▸ **Work required**:
Gather, from the data below, each line in which the word "poster" occurs.

---------- Material supplied ----------

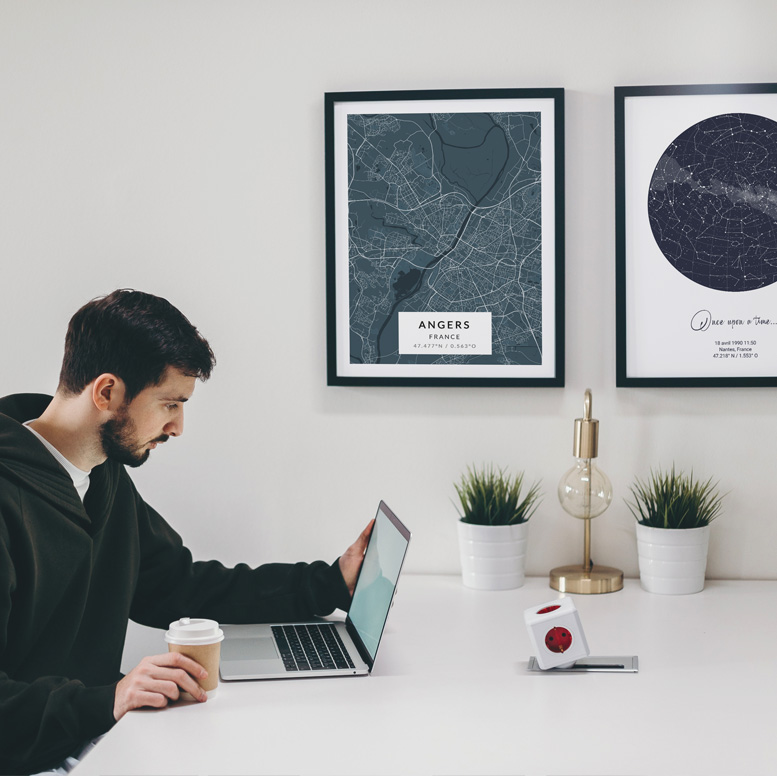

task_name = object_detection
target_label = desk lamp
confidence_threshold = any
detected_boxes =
[550,389,623,594]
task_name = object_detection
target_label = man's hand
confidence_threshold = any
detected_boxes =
[338,519,374,596]
[114,652,208,721]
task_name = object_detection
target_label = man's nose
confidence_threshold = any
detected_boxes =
[164,411,184,437]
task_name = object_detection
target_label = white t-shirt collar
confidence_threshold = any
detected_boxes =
[23,421,91,502]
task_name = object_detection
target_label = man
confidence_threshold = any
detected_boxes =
[0,290,372,775]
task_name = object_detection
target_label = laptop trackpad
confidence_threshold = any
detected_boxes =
[224,637,278,661]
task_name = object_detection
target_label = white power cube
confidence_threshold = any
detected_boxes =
[524,598,589,669]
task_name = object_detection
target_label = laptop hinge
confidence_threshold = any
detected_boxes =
[345,616,374,671]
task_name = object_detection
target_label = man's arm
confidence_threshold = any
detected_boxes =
[0,670,117,774]
[127,480,373,628]
[0,528,117,774]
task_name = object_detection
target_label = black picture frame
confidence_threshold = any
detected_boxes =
[325,88,565,387]
[615,82,777,387]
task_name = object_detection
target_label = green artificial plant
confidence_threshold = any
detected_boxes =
[626,465,724,529]
[455,464,542,526]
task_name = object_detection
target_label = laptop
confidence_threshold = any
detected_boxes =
[219,501,410,680]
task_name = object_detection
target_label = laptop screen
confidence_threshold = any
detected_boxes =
[347,501,410,663]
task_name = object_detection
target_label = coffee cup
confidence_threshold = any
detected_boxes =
[164,617,224,700]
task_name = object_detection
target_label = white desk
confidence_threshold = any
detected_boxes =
[74,575,776,776]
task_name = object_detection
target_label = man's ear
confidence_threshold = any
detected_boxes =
[91,374,127,412]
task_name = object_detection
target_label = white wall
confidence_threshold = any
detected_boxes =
[2,0,776,582]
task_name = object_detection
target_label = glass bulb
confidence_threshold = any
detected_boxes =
[558,458,612,520]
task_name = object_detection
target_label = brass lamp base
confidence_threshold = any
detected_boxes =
[549,564,623,594]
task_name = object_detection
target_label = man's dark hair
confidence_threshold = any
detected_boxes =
[58,289,216,401]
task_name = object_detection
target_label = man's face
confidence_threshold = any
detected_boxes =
[100,368,196,467]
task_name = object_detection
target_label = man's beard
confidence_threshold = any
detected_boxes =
[100,405,168,468]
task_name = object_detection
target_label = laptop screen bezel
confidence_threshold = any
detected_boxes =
[344,501,411,671]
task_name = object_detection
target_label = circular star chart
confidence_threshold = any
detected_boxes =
[648,112,777,292]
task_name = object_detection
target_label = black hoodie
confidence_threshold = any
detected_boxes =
[0,394,351,775]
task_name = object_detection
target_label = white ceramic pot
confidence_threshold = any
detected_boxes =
[457,521,529,590]
[636,523,710,595]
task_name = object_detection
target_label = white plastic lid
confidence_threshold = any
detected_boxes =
[164,617,224,645]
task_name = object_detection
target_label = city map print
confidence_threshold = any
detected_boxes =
[347,111,542,366]
[648,112,777,292]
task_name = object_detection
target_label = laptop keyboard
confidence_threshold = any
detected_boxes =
[271,623,356,672]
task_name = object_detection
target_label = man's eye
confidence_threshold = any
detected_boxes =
[166,403,178,411]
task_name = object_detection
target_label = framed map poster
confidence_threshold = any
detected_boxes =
[615,83,777,387]
[325,89,564,386]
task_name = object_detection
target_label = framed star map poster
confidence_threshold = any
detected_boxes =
[616,82,777,387]
[325,89,564,387]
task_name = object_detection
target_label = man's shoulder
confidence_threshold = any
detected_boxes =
[0,394,88,520]
[0,394,59,466]
[0,394,53,425]
[0,394,58,481]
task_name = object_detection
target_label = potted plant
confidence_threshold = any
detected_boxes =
[626,465,725,594]
[455,464,542,590]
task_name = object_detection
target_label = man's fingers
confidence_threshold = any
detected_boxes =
[134,691,170,709]
[144,678,192,702]
[339,519,376,596]
[155,651,208,679]
[147,667,204,700]
[355,519,374,552]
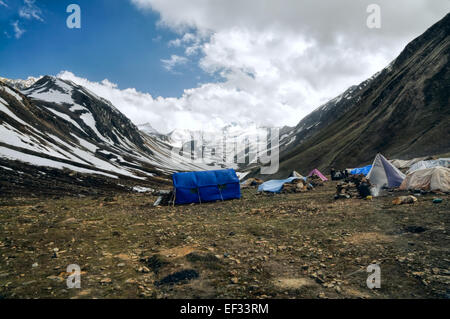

----------

▸ **Answer section**:
target_label = framed map poster
target_label = framed star map poster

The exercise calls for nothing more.